What is expected: Give back the entries verbatim.

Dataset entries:
--*--

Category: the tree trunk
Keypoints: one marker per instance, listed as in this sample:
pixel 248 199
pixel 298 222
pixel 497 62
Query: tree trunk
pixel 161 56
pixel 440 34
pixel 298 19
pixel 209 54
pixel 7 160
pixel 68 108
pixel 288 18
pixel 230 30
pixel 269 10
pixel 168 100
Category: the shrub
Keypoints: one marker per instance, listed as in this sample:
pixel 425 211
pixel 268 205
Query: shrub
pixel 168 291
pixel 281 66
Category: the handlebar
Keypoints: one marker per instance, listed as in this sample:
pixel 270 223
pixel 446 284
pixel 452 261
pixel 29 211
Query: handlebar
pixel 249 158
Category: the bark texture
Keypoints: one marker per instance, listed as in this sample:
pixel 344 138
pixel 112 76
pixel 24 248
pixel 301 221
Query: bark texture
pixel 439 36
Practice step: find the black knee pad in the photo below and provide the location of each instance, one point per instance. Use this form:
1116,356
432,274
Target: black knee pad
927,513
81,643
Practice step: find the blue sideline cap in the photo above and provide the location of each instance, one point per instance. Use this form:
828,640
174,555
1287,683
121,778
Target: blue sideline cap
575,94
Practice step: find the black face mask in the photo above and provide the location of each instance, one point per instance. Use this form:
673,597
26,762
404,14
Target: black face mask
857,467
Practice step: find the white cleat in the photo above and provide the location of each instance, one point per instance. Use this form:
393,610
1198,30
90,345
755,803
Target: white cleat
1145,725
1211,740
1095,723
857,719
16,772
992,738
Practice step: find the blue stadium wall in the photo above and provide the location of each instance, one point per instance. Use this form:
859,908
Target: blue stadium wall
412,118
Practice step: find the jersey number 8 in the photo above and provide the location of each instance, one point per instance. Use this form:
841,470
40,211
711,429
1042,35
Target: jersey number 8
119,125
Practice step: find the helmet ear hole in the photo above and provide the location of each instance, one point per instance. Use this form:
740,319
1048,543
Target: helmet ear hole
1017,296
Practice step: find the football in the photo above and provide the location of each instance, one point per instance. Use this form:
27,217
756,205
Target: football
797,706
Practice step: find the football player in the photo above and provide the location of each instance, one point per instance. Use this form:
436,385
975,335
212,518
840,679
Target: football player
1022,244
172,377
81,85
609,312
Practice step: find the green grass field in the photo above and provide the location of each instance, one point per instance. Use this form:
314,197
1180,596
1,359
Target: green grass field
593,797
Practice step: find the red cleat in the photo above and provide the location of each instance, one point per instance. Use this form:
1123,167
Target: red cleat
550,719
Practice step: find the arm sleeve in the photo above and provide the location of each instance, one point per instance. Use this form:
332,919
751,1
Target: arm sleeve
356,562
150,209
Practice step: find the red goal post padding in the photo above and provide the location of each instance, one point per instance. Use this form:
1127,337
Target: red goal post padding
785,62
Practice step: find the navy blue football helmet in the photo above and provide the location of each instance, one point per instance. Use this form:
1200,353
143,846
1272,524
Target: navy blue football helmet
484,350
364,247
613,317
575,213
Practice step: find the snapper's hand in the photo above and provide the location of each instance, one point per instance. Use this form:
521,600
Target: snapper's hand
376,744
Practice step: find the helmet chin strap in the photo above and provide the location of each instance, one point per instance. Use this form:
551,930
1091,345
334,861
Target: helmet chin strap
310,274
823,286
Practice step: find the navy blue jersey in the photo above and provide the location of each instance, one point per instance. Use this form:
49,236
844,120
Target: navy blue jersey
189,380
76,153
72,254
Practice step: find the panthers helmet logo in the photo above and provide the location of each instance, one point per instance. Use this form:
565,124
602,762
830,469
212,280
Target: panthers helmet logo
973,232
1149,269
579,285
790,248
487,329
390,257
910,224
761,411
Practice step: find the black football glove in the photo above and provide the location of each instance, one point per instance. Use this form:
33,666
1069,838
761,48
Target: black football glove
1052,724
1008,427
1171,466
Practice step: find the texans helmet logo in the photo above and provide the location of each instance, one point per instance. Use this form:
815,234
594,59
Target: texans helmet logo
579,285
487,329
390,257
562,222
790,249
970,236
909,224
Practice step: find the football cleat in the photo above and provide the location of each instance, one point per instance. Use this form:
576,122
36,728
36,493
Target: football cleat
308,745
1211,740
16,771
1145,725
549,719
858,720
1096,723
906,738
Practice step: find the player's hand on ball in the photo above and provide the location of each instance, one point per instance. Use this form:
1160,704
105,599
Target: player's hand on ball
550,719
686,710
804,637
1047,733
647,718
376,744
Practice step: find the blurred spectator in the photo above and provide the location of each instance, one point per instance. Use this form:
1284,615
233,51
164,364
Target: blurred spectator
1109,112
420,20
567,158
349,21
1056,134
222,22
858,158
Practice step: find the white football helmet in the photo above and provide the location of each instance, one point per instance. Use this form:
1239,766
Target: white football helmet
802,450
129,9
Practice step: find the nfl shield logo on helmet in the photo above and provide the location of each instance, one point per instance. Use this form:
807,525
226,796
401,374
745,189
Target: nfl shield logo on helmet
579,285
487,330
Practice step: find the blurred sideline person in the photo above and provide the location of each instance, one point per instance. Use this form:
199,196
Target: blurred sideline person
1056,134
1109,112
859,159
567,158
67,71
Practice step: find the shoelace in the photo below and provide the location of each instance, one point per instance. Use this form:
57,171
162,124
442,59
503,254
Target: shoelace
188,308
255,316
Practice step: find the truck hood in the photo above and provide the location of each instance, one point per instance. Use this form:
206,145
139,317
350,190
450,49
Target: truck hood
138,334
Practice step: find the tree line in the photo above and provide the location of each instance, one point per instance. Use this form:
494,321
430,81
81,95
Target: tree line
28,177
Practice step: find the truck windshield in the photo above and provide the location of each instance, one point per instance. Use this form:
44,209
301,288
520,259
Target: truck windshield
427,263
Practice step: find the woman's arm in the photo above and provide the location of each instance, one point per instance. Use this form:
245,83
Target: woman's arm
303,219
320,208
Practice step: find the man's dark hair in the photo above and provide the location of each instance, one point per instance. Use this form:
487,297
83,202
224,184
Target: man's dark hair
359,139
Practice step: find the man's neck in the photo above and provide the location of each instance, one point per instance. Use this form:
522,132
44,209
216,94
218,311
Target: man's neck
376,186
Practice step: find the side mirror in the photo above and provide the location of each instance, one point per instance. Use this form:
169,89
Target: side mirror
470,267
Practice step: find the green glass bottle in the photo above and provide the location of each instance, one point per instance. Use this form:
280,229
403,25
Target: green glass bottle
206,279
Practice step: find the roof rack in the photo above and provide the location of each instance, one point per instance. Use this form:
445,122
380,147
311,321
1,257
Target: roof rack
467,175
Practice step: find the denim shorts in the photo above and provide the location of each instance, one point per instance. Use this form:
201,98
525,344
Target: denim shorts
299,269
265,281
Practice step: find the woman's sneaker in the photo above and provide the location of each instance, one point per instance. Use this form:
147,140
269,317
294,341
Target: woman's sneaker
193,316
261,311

--*--

Task solution:
Category: the tree trunk
Keypoints: one marker per instance, listed as in this sample:
pixel 248 199
pixel 298 222
pixel 497 62
Query: tree trunk
pixel 161 56
pixel 440 34
pixel 298 19
pixel 209 54
pixel 7 160
pixel 68 108
pixel 288 18
pixel 230 30
pixel 269 10
pixel 168 100
Category: the shrub
Keypoints: one marker per instance, listed as in this sample:
pixel 425 211
pixel 268 205
Query: shrub
pixel 168 291
pixel 281 66
Category: the handlebar
Keypoints: one marker per instance, listed as in this sample:
pixel 270 223
pixel 446 284
pixel 452 261
pixel 29 211
Query: handlebar
pixel 249 158
Category: the bark texture
Keypoints: one marker per instance, listed as in this sample:
pixel 344 138
pixel 112 76
pixel 24 248
pixel 301 221
Query: bark texture
pixel 439 36
Practice step: find the black knee pad in the photo below and provide the location of each instance, one point per instance. Use this form:
1116,356
432,274
Target: black knee pad
927,513
81,643
Practice step: find the blue sideline cap in the photo above and provide the location of each instance, one point per instance. Use this form:
828,640
174,555
1287,683
121,778
Target: blue sideline cap
575,94
Practice step: find the black face mask in the photo above and provide the location of each instance, one point per instance. Use this form:
673,597
26,762
404,14
Target: black face mask
857,467
Practice step: find the white cleat in the photo above and provide the location of each instance, one point per instance. Use this form:
393,610
1198,30
90,345
755,803
Target: white cleat
1145,725
1211,740
1095,723
857,719
16,772
992,738
Practice step: find the blue stadium wall in the photo above and provide the location of each instance, one point per instance. Use this form:
859,908
Target: blue stadium wall
412,118
Practice step: find the jersey number 8 in the photo above and provide the location of each instance, one point per instance. Use this form:
841,470
40,211
711,429
1042,35
Target: jersey number 8
119,125
Practice step: find the helmet ear hole in the photo above and provide the location of each instance, one point per instance. Use this form:
740,319
1048,543
Target: helmet ear hole
1017,296
Practice step: find the football in the photo above and provide the location of each instance, one point per instance. Use this form:
27,217
756,205
Target: football
797,706
Practice step: find the football player in the photo above and provide the location of each instance, one point per instance. Use this form:
436,385
975,335
212,518
840,679
Target: football player
1022,244
172,377
81,85
609,312
Practice step: find the green grass field in the photo above and provide the location of each instance, one point per instance. Use this form:
314,197
1180,596
1,359
Target: green grass field
593,797
Practice step: find the red cleat in the photo above and provide the location of each instance, one point per instance. Use this form:
1123,167
Target: red cleat
550,719
Practice step: find the arm sleeve in the photo above and provide the location of each instance, one point per instance. Use this form:
332,919
751,1
Target: arm sleeve
356,562
150,209
Practice step: find the red goal post padding in the photo above and provide the location of each instance, one point per instance. Use this form:
1127,337
Target: red goal post padding
785,62
Practice step: find the navy blue football helmet in the photo above and provide the location of each instance, one point per instance. Use this form:
1200,353
143,846
1272,524
Target: navy blue football helmet
484,350
364,247
613,317
575,213
Practice step: find the snapper's hand in the photo above and provide the location of each instance, one point per instance. Use this form:
521,600
Target: snapper's hand
376,744
Practice step: find the helmet chin strap in the photo above and provide the location of each instance, one point per instance. Use this form:
551,930
1091,345
334,861
Target: helmet chin strap
310,274
823,286
Practice step: find the navy blue jersey in the photo above and provide the location of each instance, one point per instance. Use this form:
49,236
844,120
Target: navy blue jersey
189,380
76,153
72,254
Practice step: find the panthers helmet logo in the photo above and provide the location of each instance, one point per instance. Use this form:
565,124
602,762
830,469
212,280
Target: panthers helmet logo
973,232
1149,269
579,285
790,248
487,329
390,257
910,224
761,411
Practice step: find the black football glove in the photo above and provide the location of each instance, one point per instance. Use this form:
33,666
1069,838
761,48
Target: black football glove
1052,724
1008,427
1171,466
Practice step: find the texans helmet logo in the photo above and provide the location of each instance, one point per instance. Use this form:
815,234
594,59
Target: texans helmet logo
579,285
487,329
390,257
562,222
790,249
970,236
909,224
Practice step: find the football cleat in the photo above and provide the location of each instance, one point per instance. Use this form:
576,122
36,728
36,493
Target: football cleat
308,745
1211,740
16,771
1145,725
549,719
858,720
1096,723
906,738
Practice step: find the player's hand on ball in the photo above and provide the location of each instance, one point per instance. Use this form:
1160,704
105,599
Target: player's hand on ball
550,719
686,710
804,637
1047,733
647,718
376,744
Practice step: find the blurred spectator in the photo above and provide the location of each instance, one point per instance. Use this form:
1284,615
233,51
164,364
Target: blurred spectator
1109,112
420,20
567,158
349,21
1056,134
222,22
858,158
Practice step: find the white football helmet in the photo above and provide the location of each instance, one point per instance. Use this form:
1239,766
Target: white football helmet
802,450
129,9
Practice step: find the nfl shield logo on helmet in the photo above and provide the location of each instance, one point per instance. Use this form:
807,525
226,796
401,374
745,189
Target: nfl shield logo on helmet
579,285
487,330
Practice step: find the blurred sideline person in the photo above and provide the location of each instance, one point per instance. Use this form:
199,196
Target: blurred sideline person
1056,134
1109,112
859,159
567,158
67,71
Practice step: find the shoelace in the photo below and provide the location of each instance, one point per instance. Use this form:
57,171
162,124
442,59
503,254
Target: shoelace
188,308
255,316
Practice step: find the truck hood in the photo above and provide the location of each instance, one point per instance. Use this form:
206,145
139,317
350,190
450,49
Target: truck hood
138,334
Practice step: find the tree line in the photo above and provide the location of each instance, one point per instance. Use this form:
494,321
430,81
81,95
Target: tree line
28,177
Practice step: find the truck windshield in the photo above and provide the location of each instance, one point per instance. Use this form:
44,209
301,288
520,259
Target: truck windshield
427,263
Practice step: find the woman's arm in the photo above and provide the location of each instance, one point per instance. Use this form:
245,83
Target: woman's arm
303,219
320,208
Practice step: find the man's dark hair in the photo above and provide the location of each instance, one point per instance. Use this form:
487,297
83,202
224,184
Target: man's dark hair
359,139
Practice step: find the man's neck in the photo above and provide the location of each instance, one point per instance. Use this form:
522,132
44,209
216,94
218,311
Target: man's neck
376,186
Practice step: find the side mirror in the photo above and provide the location of each instance, one point per instance. Use this form:
169,89
Target: side mirror
470,267
Practice step: find the green glass bottle in the photo above and provide the location of each instance, one point per instance. Use this form:
280,229
403,25
Target: green glass bottle
206,279
Practice step: find the roof rack in the photo above and provide the location of each instance, one point per instance. Use this form:
445,122
380,147
311,321
1,257
Target: roof rack
467,175
Practice step: find the denim shorts in the photo above and provide the location of each instance, one point per instance. Use this form:
201,98
525,344
Target: denim shorts
299,269
265,281
Practice step: find the woman's sneaker in the photo above and provide the location of each instance, one point per instance. Use this form:
147,140
269,317
294,341
Target: woman's sneaker
193,316
261,311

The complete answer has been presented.